##### Document excerpt

You’ve probably never heard of Magnus Hirschfeld—and this is an injustice to a truly great man. Daniel Brook’s excellent biography, The Einstein of Sex: Dr. Magnus Hirschfeld, Visionary of Weimar Berlin, resurrects Dr. Hirschfeld’s status as one of the most important thinkers of the 20th century, whose insights into human nature can illuminate our turbulent times.
Hirschfeld was born in 1868 in Prussia, the youngest son in a family of cultured, highly educated, assimilated German Jews. After graduating from medical school, Hirschfeld eventually became the preeminent sexologist of his time. Having realized from an early age that he was gay, Hirschfeld believed that homosexuality was neither criminal nor an illness, but inborn. To prove his theory, he was the first to use quantitative evidence to establish that a significant percentage of men are homosexual. Further investigations revealed that gender is not binary: In his calculations (which took into account genitalia, secondary sexual characteristics, sexual behavior and emotional characteristics), gender was a continuum of over 43,000,000 possible permutations of identity.
At his Institute for Sexual Science in Berlin, Hirschfeld presented his theories and research in exhibitions available to the public alongside his extensive library of sexual research. People traveled to the institute to access gender-affirming counseling and medical care; activists and legislators gathered there to strategize policy reform. His identity as a gay, Jewish man, as well as his refusal to slot people into neat categories, put Hirschfield in direct opposition to the fascism of the rising Nazi party. In 1933, Nazi soldiers destroyed the institute and burned its library. Forced into exile, Hirschfeld traveled to the U.S., Asia and Africa, which led him to a remarkable observation for his time. He realized that just as each person is a unique sexual being, we are each the unique product of millennia of immigration, war, trade and intermarriage. Neither sex nor race is binary. Sexual and racial categories were instruments of repression that justified colonization, enslavement and even extermination.
Brook, a journalist and author of books on racism, income disparity and urbanization, does an excellent job explaining Hirschfeld’s intellectual achievements. But the soul of The Einstein of Sex comes from Brook’s focus on Hirschfeld’s humanity. Hirschfeld was a man of huge appetites—sexual, cultural, intellectual, social, even dietary—and Brook is clear that Hirschfeld’s scholarship resonates so powerfully today because it is supported by not only his research, but also the generosity of his soul and his exuberance for life.

##########

■ Problem to solve
Say whether each statement agrees with the book review above, answering yes or no and quoting the words that decide it: (a) Hirschfeld was the eldest son in his family. (b) Nazi soldiers destroyed Hirschfeld's institute in 1933. (c) Brook has written books on urbanization.

##### Excerpted records

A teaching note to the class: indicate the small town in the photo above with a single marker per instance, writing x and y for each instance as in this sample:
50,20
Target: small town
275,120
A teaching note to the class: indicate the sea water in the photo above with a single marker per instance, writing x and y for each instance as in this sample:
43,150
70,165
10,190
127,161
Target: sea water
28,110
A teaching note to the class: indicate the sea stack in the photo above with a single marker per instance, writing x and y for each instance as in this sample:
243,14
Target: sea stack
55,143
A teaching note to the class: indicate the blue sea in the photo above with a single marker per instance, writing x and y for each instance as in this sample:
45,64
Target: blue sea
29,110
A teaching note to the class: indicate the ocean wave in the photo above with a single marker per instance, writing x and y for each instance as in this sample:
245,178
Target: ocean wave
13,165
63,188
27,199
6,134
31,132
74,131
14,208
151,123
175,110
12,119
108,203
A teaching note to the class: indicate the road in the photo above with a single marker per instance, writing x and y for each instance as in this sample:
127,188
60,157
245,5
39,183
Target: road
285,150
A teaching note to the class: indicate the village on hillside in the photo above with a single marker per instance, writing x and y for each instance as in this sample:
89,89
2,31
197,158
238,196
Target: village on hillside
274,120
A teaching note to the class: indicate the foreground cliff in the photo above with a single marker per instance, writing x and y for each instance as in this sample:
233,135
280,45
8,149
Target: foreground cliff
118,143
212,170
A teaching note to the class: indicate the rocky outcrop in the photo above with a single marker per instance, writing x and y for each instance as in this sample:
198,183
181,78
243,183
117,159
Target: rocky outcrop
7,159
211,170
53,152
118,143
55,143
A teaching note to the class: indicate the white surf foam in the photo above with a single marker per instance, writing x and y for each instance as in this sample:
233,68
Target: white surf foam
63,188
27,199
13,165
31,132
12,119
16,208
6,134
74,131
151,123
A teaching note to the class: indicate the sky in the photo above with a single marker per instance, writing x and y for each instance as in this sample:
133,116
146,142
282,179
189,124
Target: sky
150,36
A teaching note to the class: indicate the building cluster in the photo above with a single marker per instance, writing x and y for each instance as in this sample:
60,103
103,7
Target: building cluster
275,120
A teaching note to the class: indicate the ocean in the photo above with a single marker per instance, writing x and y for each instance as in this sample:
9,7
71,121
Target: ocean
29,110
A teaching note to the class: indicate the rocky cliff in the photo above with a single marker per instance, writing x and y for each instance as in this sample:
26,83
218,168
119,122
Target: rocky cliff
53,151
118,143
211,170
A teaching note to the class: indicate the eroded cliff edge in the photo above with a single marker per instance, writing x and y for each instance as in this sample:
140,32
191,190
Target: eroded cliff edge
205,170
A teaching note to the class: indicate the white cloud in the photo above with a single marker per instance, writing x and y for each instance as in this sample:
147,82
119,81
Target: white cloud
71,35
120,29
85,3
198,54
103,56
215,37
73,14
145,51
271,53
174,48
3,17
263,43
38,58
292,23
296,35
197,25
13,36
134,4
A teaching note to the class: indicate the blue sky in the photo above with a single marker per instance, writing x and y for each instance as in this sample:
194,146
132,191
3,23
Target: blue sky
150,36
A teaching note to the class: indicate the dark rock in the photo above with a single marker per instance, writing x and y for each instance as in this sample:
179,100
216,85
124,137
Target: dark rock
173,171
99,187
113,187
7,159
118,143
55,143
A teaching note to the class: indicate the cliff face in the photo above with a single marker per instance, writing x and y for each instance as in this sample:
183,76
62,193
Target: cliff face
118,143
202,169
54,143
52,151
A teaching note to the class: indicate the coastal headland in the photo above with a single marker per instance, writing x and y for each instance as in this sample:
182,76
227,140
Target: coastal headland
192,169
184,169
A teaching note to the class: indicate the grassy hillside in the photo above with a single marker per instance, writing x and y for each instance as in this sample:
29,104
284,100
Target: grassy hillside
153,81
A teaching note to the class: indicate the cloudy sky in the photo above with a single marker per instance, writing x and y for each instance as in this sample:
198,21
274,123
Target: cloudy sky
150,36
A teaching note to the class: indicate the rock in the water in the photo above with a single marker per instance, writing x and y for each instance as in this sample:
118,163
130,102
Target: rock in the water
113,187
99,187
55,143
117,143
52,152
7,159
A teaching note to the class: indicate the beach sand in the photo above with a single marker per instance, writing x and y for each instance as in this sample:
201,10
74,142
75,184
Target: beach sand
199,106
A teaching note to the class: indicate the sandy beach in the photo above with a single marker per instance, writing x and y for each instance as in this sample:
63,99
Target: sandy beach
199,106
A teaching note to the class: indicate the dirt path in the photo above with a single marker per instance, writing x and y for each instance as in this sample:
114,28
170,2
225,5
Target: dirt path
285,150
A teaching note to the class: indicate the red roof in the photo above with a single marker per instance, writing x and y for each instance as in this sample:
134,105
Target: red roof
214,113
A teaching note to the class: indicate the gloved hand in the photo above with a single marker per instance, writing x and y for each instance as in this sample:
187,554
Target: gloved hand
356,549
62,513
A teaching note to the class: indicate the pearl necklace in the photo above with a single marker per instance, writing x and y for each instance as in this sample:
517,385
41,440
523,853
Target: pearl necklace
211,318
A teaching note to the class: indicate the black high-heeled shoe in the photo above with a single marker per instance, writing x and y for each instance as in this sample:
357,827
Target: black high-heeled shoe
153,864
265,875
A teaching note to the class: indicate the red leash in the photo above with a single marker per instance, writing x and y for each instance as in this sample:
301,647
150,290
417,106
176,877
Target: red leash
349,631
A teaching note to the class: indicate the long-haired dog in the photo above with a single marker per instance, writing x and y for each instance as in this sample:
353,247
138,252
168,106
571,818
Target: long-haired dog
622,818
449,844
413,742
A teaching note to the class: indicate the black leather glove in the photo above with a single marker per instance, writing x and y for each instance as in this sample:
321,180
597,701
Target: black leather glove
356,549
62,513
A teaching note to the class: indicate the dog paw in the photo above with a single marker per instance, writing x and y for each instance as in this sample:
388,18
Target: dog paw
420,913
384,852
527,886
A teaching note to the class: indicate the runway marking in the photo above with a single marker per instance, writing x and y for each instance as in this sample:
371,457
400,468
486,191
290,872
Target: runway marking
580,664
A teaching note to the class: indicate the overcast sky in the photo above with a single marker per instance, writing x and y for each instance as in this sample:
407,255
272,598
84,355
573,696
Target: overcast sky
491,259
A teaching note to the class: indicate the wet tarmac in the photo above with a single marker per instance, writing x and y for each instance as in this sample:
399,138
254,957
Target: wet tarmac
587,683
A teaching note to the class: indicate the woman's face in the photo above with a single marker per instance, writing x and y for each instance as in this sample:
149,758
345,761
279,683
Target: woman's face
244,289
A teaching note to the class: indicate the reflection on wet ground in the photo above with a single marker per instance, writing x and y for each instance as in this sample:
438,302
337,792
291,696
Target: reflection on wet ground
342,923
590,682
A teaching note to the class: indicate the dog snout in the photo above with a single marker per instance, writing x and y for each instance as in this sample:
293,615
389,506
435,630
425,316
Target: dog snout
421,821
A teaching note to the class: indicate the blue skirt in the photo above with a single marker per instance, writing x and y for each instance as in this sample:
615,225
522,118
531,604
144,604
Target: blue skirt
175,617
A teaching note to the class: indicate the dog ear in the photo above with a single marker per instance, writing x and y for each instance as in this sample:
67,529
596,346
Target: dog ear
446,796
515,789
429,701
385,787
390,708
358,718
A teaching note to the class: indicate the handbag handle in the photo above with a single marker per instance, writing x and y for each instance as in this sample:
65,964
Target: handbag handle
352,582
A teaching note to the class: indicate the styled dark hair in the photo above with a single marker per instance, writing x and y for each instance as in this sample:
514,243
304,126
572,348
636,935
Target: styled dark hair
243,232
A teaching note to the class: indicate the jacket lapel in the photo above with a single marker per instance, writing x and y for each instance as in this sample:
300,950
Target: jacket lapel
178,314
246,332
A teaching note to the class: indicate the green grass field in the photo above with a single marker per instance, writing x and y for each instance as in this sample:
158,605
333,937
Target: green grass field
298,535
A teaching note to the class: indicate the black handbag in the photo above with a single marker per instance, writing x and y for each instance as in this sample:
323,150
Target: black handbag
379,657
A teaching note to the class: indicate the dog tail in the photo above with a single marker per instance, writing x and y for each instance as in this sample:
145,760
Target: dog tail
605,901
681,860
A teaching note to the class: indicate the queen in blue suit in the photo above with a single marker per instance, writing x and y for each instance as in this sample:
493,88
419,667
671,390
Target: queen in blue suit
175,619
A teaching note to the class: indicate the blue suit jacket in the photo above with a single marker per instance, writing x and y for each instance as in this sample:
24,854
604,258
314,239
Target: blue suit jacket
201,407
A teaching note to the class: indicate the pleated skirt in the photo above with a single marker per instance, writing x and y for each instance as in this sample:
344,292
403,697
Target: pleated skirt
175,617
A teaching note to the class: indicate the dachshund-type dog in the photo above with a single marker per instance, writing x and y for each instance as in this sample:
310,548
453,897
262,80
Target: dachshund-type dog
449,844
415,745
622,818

##########

■ Written solution
(a) No: "the youngest son in a family of cultured, highly educated, assimilated German Jews"
(b) Yes: "In 1933, Nazi soldiers destroyed the institute and burned its library."
(c) Yes: "Brook, a journalist and author of books on racism, income disparity and urbanization"